Tasks to carry out:
1: In two sentences, summarize the passage on reducing flu transmission.
2: Pick up the passage on reducing flu transmission after its final sentence and continue writing it.

Passage provided:
☆ ☆ ☆

People who want to prevent flu infection should get their seasonal flu vaccine. They should also now feel more comfortable using masks. The use of masks, along with washing hands, appears to reduce transmission of flu to others within households. Those concerned about flu infections may also want to consider limiting the time spent during flu season in crowded indoor settings, where transmission can happen more easily.
I’ll admit, this is hard to do around the holidays, when we want to gather with others, but it is an effective way to reduce risk. The most important message is that if you feel sick, even if just a little bit, stay home so that you don’t spread disease to others.
Realistically, people will be spending time indoors with others this season with and without masks. But not every indoor space poses the same level of risk. Spaces with poor ventilation can be more worrisome.
It took a long time for air cleaning to be recognized as a powerful tool for reducing the risk of Covid-19 transmission, and it should be embraced more thoroughly during this pandemic and to reduce flu cases. Ventilation and filtration are two proven techniques for physically removing viruses from the air, so that people are exposed to fewer of them. Poor ventilation was a factor in many coronavirus superspreading events, such as the outbreak at a choir practice in Skagit Valley, Wash.
There are some simple ways to improve ventilation, like opening windows and doors. A recent small study, which has not yet been peer-reviewed, showed that the amount of coronavirus in the air was substantially lowered when ventilation was significantly increased by running an exhaust fan that removed stale air from a room, pulling in outside air through an open window. Other effective options can require more effort. Ultraviolet treatment is another approach used in hospitals to kill viruses in the air. This technique could be more broadly applied in crowded public areas, although it must be properly installed to be effective and avoid the potential for harm. The initial cost is higher than other approaches, but it is worth considering as part of a cost-benefit analysis of different technologies.

☆ ☆ ☆

Data extract:
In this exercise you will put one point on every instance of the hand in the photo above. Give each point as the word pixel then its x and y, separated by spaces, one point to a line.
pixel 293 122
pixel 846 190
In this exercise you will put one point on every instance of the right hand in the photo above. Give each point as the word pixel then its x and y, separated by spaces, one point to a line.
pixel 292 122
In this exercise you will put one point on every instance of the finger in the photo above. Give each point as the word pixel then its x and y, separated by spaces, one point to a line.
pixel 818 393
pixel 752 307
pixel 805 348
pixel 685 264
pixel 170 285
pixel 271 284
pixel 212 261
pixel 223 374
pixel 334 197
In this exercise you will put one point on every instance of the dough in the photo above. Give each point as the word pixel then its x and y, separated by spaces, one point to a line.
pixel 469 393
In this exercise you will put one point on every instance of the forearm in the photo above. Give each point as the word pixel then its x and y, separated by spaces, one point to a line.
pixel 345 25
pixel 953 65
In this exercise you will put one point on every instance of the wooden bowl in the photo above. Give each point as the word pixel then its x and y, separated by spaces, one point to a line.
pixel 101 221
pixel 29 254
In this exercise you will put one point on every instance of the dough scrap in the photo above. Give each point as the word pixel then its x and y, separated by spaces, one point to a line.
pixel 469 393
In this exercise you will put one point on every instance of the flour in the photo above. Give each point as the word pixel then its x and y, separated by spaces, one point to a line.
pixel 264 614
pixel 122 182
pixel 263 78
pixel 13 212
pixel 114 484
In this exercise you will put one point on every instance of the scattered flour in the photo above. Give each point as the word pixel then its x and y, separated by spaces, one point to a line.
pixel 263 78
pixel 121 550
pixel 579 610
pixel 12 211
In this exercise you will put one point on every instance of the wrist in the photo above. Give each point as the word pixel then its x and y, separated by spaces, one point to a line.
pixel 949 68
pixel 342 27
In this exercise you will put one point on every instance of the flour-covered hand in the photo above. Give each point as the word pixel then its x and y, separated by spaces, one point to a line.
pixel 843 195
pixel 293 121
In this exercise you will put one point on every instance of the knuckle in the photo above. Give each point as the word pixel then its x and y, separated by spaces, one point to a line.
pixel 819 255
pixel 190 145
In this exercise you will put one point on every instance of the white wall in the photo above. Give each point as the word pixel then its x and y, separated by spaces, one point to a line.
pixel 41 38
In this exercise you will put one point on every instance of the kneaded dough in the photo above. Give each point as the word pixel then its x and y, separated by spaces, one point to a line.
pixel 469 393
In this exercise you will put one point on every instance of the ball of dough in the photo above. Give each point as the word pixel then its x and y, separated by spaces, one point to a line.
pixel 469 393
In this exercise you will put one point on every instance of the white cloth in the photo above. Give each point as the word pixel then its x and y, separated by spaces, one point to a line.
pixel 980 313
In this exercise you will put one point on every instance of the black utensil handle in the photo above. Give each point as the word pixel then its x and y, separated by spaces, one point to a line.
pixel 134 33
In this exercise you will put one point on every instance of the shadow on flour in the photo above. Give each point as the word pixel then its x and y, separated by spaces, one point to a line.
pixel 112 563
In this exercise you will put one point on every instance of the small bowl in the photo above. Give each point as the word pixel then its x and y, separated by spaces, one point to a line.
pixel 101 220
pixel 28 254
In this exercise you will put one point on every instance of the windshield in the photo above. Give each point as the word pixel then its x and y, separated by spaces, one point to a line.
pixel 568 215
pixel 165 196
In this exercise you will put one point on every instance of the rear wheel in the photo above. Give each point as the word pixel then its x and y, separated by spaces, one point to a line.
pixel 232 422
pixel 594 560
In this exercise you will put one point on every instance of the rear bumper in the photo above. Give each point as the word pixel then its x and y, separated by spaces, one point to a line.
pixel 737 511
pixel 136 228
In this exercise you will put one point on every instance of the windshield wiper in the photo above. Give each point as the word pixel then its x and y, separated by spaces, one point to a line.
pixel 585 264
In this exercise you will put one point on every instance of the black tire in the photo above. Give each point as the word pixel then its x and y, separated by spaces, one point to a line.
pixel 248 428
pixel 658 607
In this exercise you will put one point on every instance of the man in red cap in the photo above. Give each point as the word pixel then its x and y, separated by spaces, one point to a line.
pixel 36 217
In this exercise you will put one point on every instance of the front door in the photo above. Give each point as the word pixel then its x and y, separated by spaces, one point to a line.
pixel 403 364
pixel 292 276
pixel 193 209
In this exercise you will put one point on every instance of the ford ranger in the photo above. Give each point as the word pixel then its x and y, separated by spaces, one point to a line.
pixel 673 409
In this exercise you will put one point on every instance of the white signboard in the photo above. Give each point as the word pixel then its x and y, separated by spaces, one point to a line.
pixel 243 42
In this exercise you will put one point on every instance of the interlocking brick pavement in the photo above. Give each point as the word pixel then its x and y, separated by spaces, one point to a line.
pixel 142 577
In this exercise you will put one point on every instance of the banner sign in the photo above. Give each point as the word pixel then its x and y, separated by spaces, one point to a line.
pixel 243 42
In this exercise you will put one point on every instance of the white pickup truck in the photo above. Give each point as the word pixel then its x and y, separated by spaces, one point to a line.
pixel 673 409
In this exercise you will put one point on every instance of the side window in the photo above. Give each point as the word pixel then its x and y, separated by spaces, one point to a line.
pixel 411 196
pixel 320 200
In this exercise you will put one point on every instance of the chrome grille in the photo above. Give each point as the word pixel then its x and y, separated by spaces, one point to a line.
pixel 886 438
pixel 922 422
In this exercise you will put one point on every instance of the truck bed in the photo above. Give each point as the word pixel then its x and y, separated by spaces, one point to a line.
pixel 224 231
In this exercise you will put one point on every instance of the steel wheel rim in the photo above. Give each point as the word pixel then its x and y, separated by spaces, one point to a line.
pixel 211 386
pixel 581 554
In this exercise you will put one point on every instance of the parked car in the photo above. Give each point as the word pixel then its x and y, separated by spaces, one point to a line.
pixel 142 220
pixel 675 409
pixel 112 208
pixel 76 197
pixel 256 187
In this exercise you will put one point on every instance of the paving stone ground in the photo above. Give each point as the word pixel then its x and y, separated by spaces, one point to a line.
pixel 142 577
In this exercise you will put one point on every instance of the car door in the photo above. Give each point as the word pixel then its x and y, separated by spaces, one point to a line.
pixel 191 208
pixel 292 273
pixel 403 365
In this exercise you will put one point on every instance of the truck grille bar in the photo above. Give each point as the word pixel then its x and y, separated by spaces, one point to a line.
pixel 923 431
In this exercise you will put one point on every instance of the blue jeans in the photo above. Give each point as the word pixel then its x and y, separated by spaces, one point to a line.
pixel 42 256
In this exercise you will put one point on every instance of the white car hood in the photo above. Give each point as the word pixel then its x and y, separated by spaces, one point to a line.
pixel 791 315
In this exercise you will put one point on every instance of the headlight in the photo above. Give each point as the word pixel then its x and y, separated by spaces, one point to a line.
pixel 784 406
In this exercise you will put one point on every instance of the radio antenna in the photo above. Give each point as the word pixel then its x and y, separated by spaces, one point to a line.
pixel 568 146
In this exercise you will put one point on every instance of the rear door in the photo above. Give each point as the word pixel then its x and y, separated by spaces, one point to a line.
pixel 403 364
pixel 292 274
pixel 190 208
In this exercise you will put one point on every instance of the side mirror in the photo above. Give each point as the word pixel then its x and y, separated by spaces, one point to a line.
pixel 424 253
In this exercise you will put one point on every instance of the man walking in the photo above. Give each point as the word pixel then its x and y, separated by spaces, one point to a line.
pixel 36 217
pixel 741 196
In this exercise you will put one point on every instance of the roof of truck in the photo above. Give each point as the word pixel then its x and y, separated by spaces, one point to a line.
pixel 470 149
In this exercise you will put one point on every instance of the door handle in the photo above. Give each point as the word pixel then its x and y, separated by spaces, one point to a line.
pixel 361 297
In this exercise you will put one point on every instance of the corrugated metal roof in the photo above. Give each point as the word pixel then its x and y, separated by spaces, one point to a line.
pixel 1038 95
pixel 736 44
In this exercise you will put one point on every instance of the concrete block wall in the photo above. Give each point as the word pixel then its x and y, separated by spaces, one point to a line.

☆ ☆ ☆

Answers to the exercise:
1: To avoid the flu, people should get the seasonal vaccine, use masks and wash hands, limit time in crowded indoor settings during flu season, and stay home when they feel even a little sick. Poorly ventilated spaces carry more risk, so ventilation and filtration, including opening windows and doors, running exhaust fans, or using ultraviolet treatment, can cut the amount of virus in the air.

2:
Increasing humidity may also be helpful for reducing transmission. The evidence isn’t as strong as for the other tools, but some data show that humidifying the air in the range of 40 to 60 percent — but not higher because that promotes mold growth — could help. In this range, certain flu viruses, the new coronavirus and other viruses don’t survive as well, and our immune response is stronger than when the air is drier. This effect is still not fully understood and should be researched further.
I’ve long believed, based on years of research, that the role of aerosols in the spread of many respiratory viruses is underappreciated by the medical community. I hope that Covid-19 has catalyzed a shift in thinking about the air we breathe. You wouldn’t drink a glass of water full of pathogens, chemicals and dirt. Why should we put up with breathing contaminated air?
There are still some unknowns: How much respiratory virus transmission is attributed to inhaling aerosols versus being sprayed with large droplets versus touching contaminated surfaces is unclear. How do we grow that knowledge and design buildings to minimize disease transmission? That’s a question that governments and scientists should address.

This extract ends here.